▶ **AIM OF THE TASK**: Each line of the data below between the one containing "Trace the outline of every instance of the navy" and the one containing "Trace the outline of every instance of the driver", both included, is to be repeated exactly. Please omit pictures.

▶ **DATA EXTRACTS**:
=====

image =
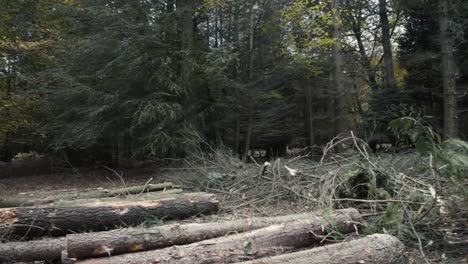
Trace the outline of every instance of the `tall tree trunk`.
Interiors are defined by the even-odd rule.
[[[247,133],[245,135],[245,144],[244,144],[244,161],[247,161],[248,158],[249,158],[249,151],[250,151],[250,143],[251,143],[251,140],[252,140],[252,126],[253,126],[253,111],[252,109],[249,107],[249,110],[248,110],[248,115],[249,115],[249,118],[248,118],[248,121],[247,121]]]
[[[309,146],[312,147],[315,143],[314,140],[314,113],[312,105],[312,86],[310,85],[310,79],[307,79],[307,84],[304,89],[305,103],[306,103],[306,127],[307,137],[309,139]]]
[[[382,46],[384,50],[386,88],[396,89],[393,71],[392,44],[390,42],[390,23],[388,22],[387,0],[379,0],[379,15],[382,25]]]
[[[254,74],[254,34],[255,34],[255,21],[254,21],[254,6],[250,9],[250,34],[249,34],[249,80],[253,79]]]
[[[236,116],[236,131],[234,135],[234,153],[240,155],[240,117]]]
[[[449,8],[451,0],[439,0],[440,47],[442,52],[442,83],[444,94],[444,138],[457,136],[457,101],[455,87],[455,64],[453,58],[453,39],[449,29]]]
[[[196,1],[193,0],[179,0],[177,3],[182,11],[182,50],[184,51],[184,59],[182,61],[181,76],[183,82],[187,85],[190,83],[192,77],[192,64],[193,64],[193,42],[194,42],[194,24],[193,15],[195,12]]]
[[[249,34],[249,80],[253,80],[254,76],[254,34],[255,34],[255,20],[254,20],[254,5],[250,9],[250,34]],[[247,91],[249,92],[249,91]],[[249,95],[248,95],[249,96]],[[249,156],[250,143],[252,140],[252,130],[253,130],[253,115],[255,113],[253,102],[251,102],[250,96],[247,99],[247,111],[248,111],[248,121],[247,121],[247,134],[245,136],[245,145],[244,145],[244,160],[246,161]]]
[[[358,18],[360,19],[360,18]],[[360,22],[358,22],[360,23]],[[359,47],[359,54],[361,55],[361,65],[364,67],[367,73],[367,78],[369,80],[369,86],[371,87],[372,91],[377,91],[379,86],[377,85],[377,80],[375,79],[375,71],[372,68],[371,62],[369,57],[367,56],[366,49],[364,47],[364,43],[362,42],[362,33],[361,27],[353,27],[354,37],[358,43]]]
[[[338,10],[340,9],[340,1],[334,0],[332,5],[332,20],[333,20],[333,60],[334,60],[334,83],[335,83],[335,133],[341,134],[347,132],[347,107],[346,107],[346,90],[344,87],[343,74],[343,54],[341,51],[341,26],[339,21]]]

=====

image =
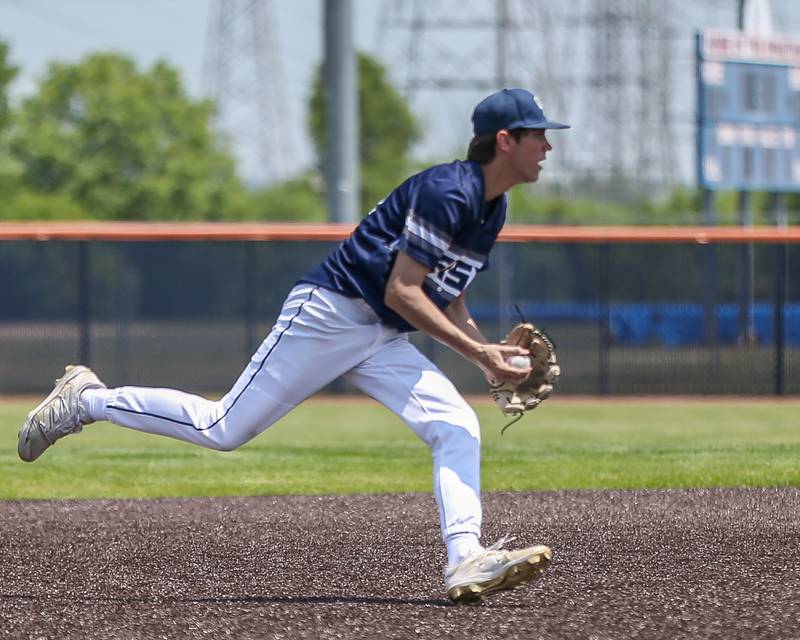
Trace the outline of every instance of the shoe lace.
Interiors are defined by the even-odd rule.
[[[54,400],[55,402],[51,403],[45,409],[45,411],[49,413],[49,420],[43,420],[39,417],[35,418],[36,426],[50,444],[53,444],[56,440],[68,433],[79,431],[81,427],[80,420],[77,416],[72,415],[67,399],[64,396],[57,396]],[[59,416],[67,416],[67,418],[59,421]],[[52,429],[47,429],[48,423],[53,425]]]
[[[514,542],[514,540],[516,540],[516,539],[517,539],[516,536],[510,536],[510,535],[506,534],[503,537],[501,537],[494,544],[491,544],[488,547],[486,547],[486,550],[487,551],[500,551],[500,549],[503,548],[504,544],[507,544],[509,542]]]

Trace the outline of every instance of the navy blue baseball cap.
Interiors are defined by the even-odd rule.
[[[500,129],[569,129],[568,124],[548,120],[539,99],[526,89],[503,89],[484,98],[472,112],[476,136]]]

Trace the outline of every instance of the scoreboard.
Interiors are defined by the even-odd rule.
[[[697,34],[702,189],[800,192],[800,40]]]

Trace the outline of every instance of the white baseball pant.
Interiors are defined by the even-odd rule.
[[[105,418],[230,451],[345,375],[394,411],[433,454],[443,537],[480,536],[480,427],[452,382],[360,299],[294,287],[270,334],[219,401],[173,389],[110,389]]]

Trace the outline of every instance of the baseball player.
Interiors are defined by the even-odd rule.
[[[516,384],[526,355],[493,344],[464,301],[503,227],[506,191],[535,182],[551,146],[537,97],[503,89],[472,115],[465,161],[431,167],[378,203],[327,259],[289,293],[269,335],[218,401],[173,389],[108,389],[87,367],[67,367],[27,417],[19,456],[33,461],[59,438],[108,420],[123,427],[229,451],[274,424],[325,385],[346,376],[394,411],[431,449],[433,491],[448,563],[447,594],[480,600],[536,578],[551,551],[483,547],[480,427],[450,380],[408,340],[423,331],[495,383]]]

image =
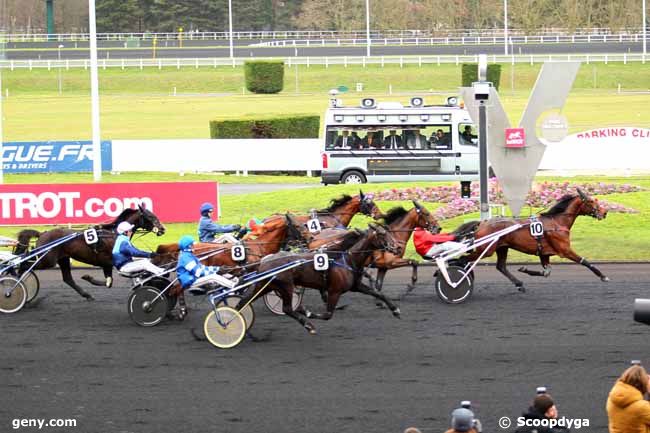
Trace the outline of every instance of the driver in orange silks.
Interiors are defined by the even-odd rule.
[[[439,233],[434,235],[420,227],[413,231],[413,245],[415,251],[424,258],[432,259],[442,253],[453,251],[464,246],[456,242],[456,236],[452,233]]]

=====

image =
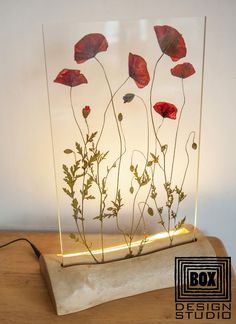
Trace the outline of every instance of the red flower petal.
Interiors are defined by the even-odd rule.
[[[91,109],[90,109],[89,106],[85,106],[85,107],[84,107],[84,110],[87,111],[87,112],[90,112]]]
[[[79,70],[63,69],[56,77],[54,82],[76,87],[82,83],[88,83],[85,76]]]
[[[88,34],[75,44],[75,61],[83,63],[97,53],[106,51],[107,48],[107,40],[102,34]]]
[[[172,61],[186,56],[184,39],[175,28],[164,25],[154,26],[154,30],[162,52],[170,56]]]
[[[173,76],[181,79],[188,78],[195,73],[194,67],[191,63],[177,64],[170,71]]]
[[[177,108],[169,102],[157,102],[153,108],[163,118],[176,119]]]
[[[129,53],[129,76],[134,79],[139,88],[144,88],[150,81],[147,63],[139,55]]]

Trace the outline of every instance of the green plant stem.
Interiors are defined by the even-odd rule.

=====

▶ **EXPECTED OUTPUT**:
Trace the outline of every instance of the navy blue baseball cap.
Interiors are defined by the even-odd rule.
[[[500,129],[569,129],[568,124],[548,120],[539,99],[526,89],[503,89],[484,98],[472,112],[476,136]]]

Trace the outline of every instance of the scoreboard.
Interiors are defined by the even-odd rule.
[[[697,34],[702,189],[800,192],[800,40]]]

Trace the outline of every instance of the white baseball pant.
Interiors are defined by the even-odd rule.
[[[105,418],[230,451],[345,375],[394,411],[433,454],[443,537],[480,536],[480,427],[452,382],[360,299],[294,287],[270,334],[219,401],[173,389],[110,389]]]

Trace the outline of every instance of the baseball player.
Interiors are defined by the even-odd rule.
[[[516,384],[526,355],[493,344],[464,301],[503,227],[506,191],[535,182],[551,146],[537,97],[503,89],[472,115],[465,161],[431,167],[378,203],[327,259],[289,293],[269,335],[218,401],[173,389],[108,389],[87,367],[67,367],[27,417],[19,456],[33,461],[59,438],[108,420],[123,427],[229,451],[274,424],[325,385],[346,376],[394,411],[431,449],[433,491],[448,563],[447,594],[480,600],[536,578],[551,551],[483,547],[480,427],[450,380],[408,340],[423,331],[495,383]]]

image =
Trace the outline of every instance of the driver in orange silks.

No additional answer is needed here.